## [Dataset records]
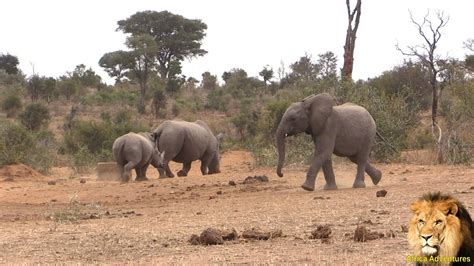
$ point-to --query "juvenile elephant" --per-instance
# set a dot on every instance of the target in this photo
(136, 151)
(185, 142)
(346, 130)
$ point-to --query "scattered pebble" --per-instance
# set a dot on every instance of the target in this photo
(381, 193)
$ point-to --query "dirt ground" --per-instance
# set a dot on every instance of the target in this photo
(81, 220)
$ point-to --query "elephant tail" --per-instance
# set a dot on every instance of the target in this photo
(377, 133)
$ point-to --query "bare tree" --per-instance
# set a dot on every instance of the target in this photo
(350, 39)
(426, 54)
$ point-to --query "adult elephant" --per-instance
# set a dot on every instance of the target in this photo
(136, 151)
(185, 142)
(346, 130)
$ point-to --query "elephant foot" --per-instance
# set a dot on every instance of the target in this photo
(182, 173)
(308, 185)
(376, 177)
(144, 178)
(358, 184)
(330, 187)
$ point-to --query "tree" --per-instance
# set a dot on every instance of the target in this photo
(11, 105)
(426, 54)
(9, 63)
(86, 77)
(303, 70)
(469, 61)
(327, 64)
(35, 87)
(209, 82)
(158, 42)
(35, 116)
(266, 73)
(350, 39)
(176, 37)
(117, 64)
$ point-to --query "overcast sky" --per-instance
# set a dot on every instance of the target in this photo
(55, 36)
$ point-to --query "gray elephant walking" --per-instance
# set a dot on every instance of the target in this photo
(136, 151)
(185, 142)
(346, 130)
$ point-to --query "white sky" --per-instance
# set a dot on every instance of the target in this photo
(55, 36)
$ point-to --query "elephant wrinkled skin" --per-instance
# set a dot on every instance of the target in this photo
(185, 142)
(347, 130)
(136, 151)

## [OBJECTIVE]
Lay out every line of the listing above as a Markdown table with two columns, Row and Line. Put the row number under Row and the line under Line, skipping blank lines and leaving out the pictures.

## [WORKED ANSWER]
| Row | Line |
|---|---|
| 1 | $ point-to --query "juvenile elephant" --per-instance |
| 2 | # set a dot on every instance of the target in this photo |
| 3 | (136, 151) |
| 4 | (185, 142) |
| 5 | (346, 130) |
| 6 | $ point-to --query "scattered pebble" --per-instance |
| 7 | # set a dot on every instance of the target in this photo |
| 8 | (381, 193) |
| 9 | $ point-to --query "dirt ground" --per-instance |
| 10 | # set a dot on every instance of the target in this photo |
| 11 | (81, 220) |
| 12 | $ point-to --query "elephant tail" --per-instance |
| 13 | # set a dot on every instance of the target in this photo |
| 14 | (377, 133) |
| 15 | $ point-to --query "bare tree" --per-instance |
| 16 | # set a dot on every instance of the target in this photo |
| 17 | (350, 39) |
| 18 | (426, 54) |
| 19 | $ point-to --query "adult elephant" --per-instance |
| 20 | # set a dot on every instance of the target in this photo |
| 21 | (136, 151) |
| 22 | (185, 142) |
| 23 | (346, 130) |
| 24 | $ point-to --query "elephant foot" --per-instance |
| 25 | # set a dot on every instance of the target in this photo |
| 26 | (182, 173) |
| 27 | (308, 185) |
| 28 | (376, 177) |
| 29 | (144, 178) |
| 30 | (358, 184) |
| 31 | (330, 187) |
| 32 | $ point-to --query "tree" --per-instance |
| 33 | # set a dot on every instance of the target in this photo |
| 34 | (11, 105) |
| 35 | (426, 54) |
| 36 | (9, 63) |
| 37 | (86, 77) |
| 38 | (303, 70) |
| 39 | (469, 61) |
| 40 | (327, 64) |
| 41 | (35, 87) |
| 42 | (209, 82) |
| 43 | (158, 42) |
| 44 | (35, 116) |
| 45 | (266, 73) |
| 46 | (350, 39) |
| 47 | (176, 37) |
| 48 | (117, 64) |
| 49 | $ point-to --query "overcast sky" --per-instance |
| 50 | # set a dot on every instance of the target in this photo |
| 51 | (55, 36) |
| 52 | $ point-to --query "gray elephant walking" --per-instance |
| 53 | # set a dot on every instance of the target in this photo |
| 54 | (136, 151) |
| 55 | (185, 142) |
| 56 | (346, 130) |
| 57 | $ point-to --query "white sky" --per-instance |
| 58 | # set a dot on every instance of the target in this photo |
| 59 | (55, 36) |
| 60 | $ point-to --query "elephant wrinkled skin" --per-instance |
| 61 | # set a dot on every instance of the target in this photo |
| 62 | (185, 142) |
| 63 | (347, 130) |
| 64 | (136, 151) |